__Task input__.
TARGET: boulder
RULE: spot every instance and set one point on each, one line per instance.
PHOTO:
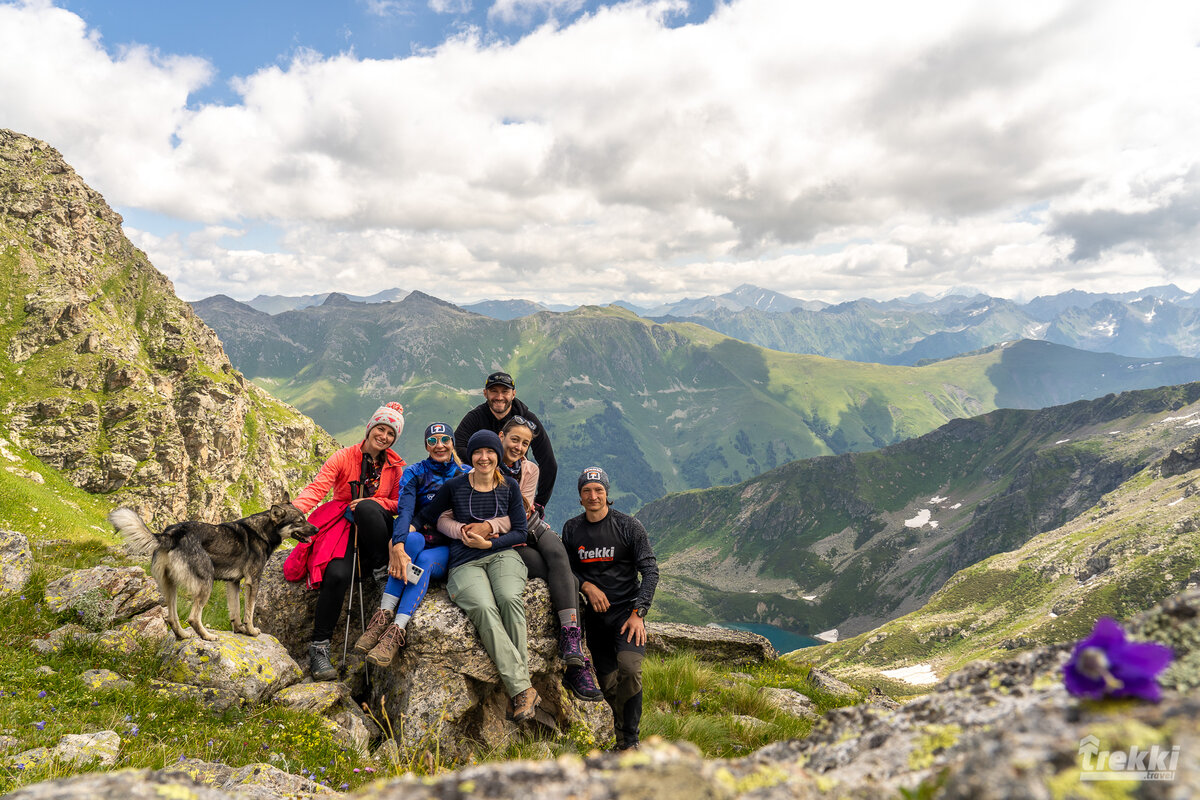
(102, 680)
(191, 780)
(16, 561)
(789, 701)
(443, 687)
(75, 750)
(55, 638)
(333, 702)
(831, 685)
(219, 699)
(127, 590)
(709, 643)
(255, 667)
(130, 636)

--

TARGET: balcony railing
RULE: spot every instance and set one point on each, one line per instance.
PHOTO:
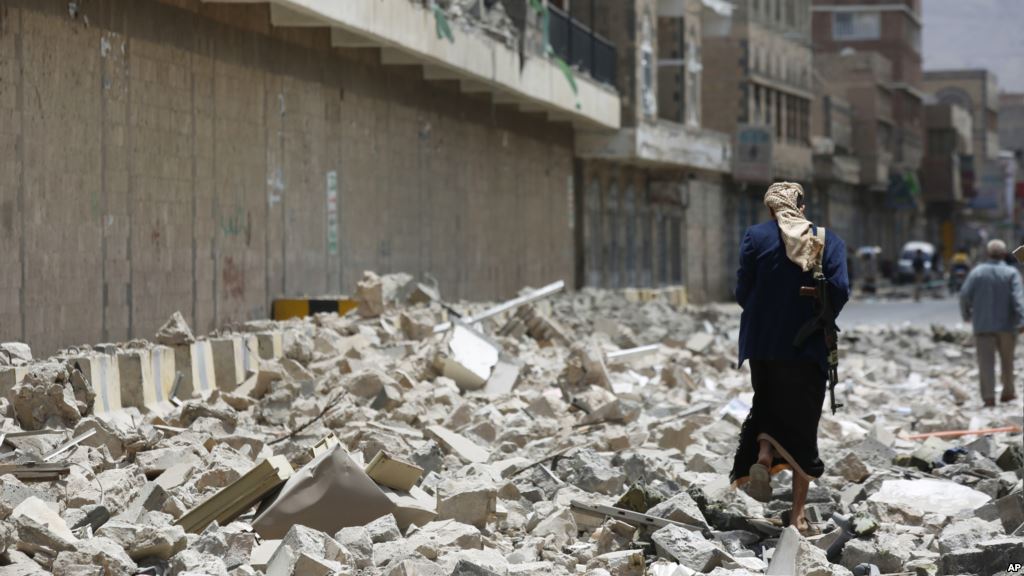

* * *

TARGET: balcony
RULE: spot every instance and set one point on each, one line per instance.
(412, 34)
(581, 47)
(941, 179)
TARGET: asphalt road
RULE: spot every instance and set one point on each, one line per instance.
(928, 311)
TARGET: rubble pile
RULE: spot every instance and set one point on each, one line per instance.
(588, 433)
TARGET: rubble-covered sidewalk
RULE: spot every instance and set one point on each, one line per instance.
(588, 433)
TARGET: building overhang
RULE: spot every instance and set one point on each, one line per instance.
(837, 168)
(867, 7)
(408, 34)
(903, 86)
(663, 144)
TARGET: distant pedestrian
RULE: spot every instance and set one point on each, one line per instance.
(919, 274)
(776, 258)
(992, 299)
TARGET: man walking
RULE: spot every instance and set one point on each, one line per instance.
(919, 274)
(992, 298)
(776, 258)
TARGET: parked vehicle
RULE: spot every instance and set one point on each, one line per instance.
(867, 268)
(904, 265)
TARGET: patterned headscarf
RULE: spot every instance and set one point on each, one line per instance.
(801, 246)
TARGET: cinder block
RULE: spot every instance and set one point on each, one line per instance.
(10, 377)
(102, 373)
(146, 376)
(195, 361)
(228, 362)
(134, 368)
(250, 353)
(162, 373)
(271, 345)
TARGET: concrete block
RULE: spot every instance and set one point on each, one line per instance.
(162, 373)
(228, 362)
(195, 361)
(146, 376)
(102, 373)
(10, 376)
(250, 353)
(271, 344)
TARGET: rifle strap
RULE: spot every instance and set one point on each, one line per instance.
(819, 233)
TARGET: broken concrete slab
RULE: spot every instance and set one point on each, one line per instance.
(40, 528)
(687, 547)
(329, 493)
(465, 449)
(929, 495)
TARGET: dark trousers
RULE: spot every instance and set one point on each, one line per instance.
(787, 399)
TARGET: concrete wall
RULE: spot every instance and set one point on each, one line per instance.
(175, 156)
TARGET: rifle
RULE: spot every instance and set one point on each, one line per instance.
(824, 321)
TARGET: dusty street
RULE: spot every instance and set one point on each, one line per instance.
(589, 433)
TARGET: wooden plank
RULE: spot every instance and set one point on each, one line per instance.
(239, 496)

__To be done__.
Select every line in the material above that contains the string "rubble", and copy each one out.

__Answer to this problem__.
TARGET: rubble pile
TARGET: rubble-covered sidewalk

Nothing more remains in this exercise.